---------- Available records ----------

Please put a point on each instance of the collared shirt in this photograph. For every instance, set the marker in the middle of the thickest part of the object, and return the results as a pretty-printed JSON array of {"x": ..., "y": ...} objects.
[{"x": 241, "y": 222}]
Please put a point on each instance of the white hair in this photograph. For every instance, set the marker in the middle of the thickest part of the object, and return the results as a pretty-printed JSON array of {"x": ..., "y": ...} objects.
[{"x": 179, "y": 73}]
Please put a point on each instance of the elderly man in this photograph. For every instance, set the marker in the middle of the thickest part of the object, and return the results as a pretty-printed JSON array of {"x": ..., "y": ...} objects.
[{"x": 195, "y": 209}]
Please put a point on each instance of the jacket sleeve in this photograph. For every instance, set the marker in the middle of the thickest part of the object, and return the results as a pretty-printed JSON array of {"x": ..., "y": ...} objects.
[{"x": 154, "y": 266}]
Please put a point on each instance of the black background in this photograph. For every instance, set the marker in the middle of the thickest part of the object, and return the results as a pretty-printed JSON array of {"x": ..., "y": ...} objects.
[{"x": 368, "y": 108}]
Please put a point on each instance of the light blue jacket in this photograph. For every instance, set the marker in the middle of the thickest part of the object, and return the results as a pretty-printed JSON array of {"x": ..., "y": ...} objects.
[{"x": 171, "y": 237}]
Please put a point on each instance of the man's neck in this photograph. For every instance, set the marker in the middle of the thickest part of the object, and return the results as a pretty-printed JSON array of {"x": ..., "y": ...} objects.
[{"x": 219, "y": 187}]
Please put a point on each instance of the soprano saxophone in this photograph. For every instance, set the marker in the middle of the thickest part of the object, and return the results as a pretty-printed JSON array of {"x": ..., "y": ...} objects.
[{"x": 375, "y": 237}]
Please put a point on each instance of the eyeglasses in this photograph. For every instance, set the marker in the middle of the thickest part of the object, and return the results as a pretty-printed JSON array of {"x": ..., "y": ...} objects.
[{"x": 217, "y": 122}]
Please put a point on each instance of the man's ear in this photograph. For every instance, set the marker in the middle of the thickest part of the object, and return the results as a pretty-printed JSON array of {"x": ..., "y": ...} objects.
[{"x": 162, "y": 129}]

----------

§ Task statement: All records must be transcribed exactly, with none left out.

§ Your solution:
Please put a point on each instance of the collared shirt in this photograph. For every instance, set the marker in the middle of the thickest part of the object, and return the results as a pretty-printed JSON array of {"x": ..., "y": ...} objects.
[{"x": 241, "y": 222}]
Please put a point on each instance of the white hair in this photograph. For every instance, set the marker in the middle of the thickest part of the object, and return the results as a pretty-printed JSON array of {"x": ..., "y": ...} objects.
[{"x": 179, "y": 73}]
Please put a point on each instance of the elderly man in this photograph. For every instance, set the marker in the middle of the thickest part of the object, and return the results as a pretty-printed JSON array of {"x": ..., "y": ...} objects.
[{"x": 195, "y": 209}]
Please put a point on each instance of the jacket sleeve in this photograph. For every instance, set the marker in the middle of the thickest part of the object, and return the results as a pretty-printed JSON array of {"x": ..., "y": ...} objects.
[{"x": 154, "y": 266}]
Please put a point on each instance of the black background in this photograph. For every instance, set the marker in the middle of the thickest part of the object, and return the results as a pretty-printed JSON array of {"x": ..., "y": ...} objects.
[{"x": 368, "y": 108}]
Please put a point on each instance of the light blue jacket in this photograph. For every instance, set the marker in the middle of the thickest part of the object, and return the results as a pretty-printed JSON array of {"x": ..., "y": ...} objects.
[{"x": 171, "y": 237}]
Please put a point on each instance of the man's neck in this photograph. For every instance, set the marker in the middle of the thickest part of the object, and return the results as a pretty-printed JSON array of {"x": ..., "y": ...} objects.
[{"x": 219, "y": 187}]
Please put a point on each instance of the soprano saxophone in this photograph. For every instance, set the marker in the middle of the thickest part of the object, and return the results as a pretty-printed JSON array of {"x": ..., "y": ...} objects.
[{"x": 375, "y": 237}]
Please put a point on each instance of the eyeglasses in this photograph. For every instance, set the marker in the middle of the thickest part of the object, and return the results as a pretty-printed JSON array of {"x": ..., "y": ...} objects.
[{"x": 217, "y": 122}]
Please put a point on each instance of the man's ear in this photograph. For every instance, set the marker in the middle of the thickest part of the object, and return the results as a pretty-printed JSON array of {"x": ..., "y": ...} objects.
[{"x": 162, "y": 129}]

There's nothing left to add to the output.